═══ Angezeigte Informationen

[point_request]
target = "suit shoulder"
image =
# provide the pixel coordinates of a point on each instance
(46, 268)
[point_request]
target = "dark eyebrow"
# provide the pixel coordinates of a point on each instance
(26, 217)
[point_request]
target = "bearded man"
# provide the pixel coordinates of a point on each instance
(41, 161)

══════

Aufgabe und Vorgaben
Schreib die gesamte Auflistung oben Zeile für Zeile unverändert ab.

Ergebnis der Übung
[point_request]
target = "suit shoulder"
image =
# provide the pixel coordinates of a point on each instance
(46, 268)
[point_request]
target = "dark eyebrow"
# provide the pixel coordinates of a point on each instance
(26, 217)
[point_request]
target = "bearded man"
# provide the pixel coordinates of a point on each instance
(41, 161)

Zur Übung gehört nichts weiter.